[GIVEN DATA]
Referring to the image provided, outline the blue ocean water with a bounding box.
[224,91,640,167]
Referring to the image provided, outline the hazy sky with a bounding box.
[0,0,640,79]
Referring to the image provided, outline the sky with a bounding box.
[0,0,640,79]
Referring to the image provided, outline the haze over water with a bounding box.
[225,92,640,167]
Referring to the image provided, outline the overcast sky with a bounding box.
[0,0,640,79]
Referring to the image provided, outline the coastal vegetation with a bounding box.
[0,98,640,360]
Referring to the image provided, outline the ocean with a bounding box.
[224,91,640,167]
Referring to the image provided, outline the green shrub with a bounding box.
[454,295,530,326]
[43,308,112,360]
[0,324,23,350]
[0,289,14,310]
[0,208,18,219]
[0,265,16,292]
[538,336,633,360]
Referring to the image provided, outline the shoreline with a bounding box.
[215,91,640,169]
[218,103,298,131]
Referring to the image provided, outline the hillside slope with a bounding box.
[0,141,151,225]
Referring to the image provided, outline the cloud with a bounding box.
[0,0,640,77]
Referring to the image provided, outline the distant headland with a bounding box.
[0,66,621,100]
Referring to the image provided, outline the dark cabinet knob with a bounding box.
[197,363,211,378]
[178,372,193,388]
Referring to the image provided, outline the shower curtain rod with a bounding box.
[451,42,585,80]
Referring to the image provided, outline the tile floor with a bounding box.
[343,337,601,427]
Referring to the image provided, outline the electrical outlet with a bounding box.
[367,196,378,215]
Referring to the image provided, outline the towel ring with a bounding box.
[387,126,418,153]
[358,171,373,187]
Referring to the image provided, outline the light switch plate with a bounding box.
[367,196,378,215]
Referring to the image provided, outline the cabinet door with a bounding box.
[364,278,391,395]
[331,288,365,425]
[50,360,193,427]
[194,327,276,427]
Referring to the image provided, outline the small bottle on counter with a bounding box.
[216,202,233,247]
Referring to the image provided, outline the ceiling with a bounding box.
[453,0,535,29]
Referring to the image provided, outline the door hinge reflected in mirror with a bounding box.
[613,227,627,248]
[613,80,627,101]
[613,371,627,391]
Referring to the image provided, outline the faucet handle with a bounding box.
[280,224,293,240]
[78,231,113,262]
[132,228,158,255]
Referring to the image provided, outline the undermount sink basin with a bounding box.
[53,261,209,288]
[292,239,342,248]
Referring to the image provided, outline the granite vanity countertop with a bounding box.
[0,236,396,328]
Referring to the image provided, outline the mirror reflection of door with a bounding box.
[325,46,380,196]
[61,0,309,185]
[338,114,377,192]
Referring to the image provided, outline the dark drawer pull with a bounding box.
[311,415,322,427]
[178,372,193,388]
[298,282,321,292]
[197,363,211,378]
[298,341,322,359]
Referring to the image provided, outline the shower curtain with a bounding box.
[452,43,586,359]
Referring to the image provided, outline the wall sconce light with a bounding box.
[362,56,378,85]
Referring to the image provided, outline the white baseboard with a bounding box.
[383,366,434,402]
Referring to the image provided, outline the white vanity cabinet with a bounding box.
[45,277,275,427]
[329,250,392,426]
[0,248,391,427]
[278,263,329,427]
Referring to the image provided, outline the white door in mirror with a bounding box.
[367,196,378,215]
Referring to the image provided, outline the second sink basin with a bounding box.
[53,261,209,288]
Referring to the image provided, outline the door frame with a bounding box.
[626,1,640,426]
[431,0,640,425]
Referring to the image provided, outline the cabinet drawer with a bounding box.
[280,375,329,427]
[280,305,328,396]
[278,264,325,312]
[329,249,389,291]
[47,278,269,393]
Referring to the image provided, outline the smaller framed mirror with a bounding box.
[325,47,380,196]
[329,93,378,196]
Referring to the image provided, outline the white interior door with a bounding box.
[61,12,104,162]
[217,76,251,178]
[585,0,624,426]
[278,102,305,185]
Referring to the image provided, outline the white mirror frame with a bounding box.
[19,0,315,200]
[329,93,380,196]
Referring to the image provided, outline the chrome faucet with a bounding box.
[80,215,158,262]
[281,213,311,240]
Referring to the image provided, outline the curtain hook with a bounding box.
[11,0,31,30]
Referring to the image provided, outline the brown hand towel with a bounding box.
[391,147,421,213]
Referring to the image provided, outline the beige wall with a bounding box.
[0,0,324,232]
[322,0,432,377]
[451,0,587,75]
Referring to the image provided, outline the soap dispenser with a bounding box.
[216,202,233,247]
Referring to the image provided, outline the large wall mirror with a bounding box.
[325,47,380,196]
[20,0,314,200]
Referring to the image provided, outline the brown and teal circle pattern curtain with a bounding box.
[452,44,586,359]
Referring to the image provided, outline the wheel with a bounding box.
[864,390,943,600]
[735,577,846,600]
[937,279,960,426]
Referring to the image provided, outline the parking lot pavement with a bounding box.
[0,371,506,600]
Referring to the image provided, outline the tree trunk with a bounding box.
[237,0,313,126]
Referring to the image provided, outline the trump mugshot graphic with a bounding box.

[TASK TO CARRY OUT] Could you print every line of the material above, reproducing each one character for character with no changes?

[WRITTEN ANSWER]
Referring to the image provided, outline the blue ocean water with a bounding box.
[224,91,640,167]
Referring to the image provided, outline the hazy sky with a bounding box.
[0,0,640,79]
Referring to the image provided, outline the sky with a bounding box.
[0,0,640,79]
Referring to the image provided, outline the haze over water with a bounding box.
[225,92,640,167]
Referring to the image provided, outline the overcast sky with a bounding box.
[0,0,640,79]
Referring to the image provided, outline the coastal vegetation with a bounding box.
[0,98,640,360]
Referring to the image provided, outline the ocean with a bounding box.
[224,91,640,167]
Referring to the image provided, outline the green shrub with a bounding box.
[454,295,530,326]
[43,308,112,360]
[0,324,23,350]
[0,289,14,310]
[0,208,18,219]
[0,265,16,292]
[538,336,633,360]
Referring to the image provided, outline the shoreline with a bounding box.
[215,91,640,169]
[218,103,298,131]
Referring to the image provided, outline the hillside slope with a bounding box.
[0,141,151,225]
Referring to the image provided, outline the cloud with a bounding box.
[0,0,640,77]
Referring to the image provided, outline the distant headland with a bounding box.
[0,66,621,100]
Referring to the image provided, outline the dark cabinet knob with a bounding box.
[197,363,211,378]
[178,372,193,388]
Referring to the image provided, outline the shower curtain rod with a bounding box.
[451,42,585,80]
Referring to the image provided, outline the tile floor with a bounding box.
[343,337,601,427]
Referring to the image provided, outline the electrical outlet with a bounding box.
[367,196,378,215]
Referring to the image provided, outline the towel ring with a bounding box.
[387,126,418,153]
[358,171,373,187]
Referring to the image provided, outline the light switch plate with a bounding box.
[367,196,378,215]
Referring to the image provided, outline the cabinet door with a bounding box.
[364,278,391,395]
[331,288,365,425]
[50,360,193,427]
[194,327,276,427]
Referring to the image provided, outline the small bottle on counter with a bounding box.
[216,202,233,247]
Referring to the image provided, outline the ceiling with a bounding box.
[453,0,535,29]
Referring to the image provided, outline the door hinge reflected in mirror with a bounding box.
[613,227,627,248]
[613,80,627,101]
[613,371,627,391]
Referring to the image provided, outline the faucet handle with a bounding box.
[280,224,293,240]
[78,231,113,262]
[132,228,158,255]
Referring to the image provided, outline the undermount sink basin with a bounding box.
[53,261,209,288]
[292,239,342,248]
Referring to the image provided, outline the granite vanity countertop with a bounding box.
[0,236,396,328]
Referring to the image provided, outline the mirror reflection of door with a bounding box.
[325,46,380,196]
[61,0,309,185]
[338,114,377,192]
Referring to the image provided, outline the dark drawer pull with a bounding box.
[311,415,322,427]
[178,372,193,388]
[298,282,321,292]
[197,363,211,378]
[298,341,322,359]
Referring to the image provided, outline the shower curtain with a bounding box.
[452,43,586,359]
Referring to the image provided, outline the wall sconce light with a bounding box.
[362,56,378,85]
Referring to the image provided, outline the white baseboard with a bounding box.
[383,366,434,402]
Referring to the image provided, outline the white vanity cabinet with a bounding box.
[45,277,275,427]
[329,250,392,426]
[0,248,391,427]
[278,263,329,427]
Referring to the image provided, outline the white door in mirror with a bounding box.
[367,196,378,215]
Referring to the image provided, outline the second sink basin with a bounding box.
[53,261,209,288]
Referring to the image provided, outline the door frame with a bounding box.
[626,1,640,426]
[431,0,640,425]
Referring to the image provided, outline the cabinet drawer with a bounding box.
[280,375,329,427]
[280,305,328,396]
[278,264,325,312]
[329,249,389,291]
[47,278,269,393]
Referring to the image provided, outline the smaller framed mirror with a bounding box.
[325,47,380,196]
[329,93,378,196]
Referring to the image provided, outline the white interior door with a bounding box.
[61,12,104,162]
[217,76,251,178]
[585,0,624,426]
[278,102,305,185]
Referring to the image provided, outline the white mirror frame with a bounding box.
[19,0,315,200]
[329,93,380,196]
Referring to the image provided, outline the chrome faucet with a bounding box.
[80,215,158,262]
[281,213,311,240]
Referring to the image provided, outline the curtain hook with a bounding box.
[11,0,31,30]
Referring to the image provided, outline the brown hand towel with a bounding box.
[391,147,421,213]
Referring to the image provided, outline the beige wall with a bounding box.
[0,0,324,232]
[322,0,432,377]
[451,0,587,75]
Referring to the image provided, outline the soap dispenser with a bounding box.
[216,202,233,247]
Referring to the image provided, outline the large wall mirror with a bounding box.
[325,47,380,196]
[20,0,314,200]
Referring to the image provided, outline the brown and teal circle pattern curtain with a bounding box.
[452,44,586,359]
Referring to the image provided, outline the wheel with a bounding box.
[864,390,943,600]
[735,577,846,600]
[937,279,960,426]
Referring to the image provided, outline the parking lot pavement with a bounding box.
[0,371,506,600]
Referring to the image provided, outline the tree trunk with a bounding box.
[237,0,313,126]
Referring to the image provided, outline the trump mugshot graphic with a bounding box.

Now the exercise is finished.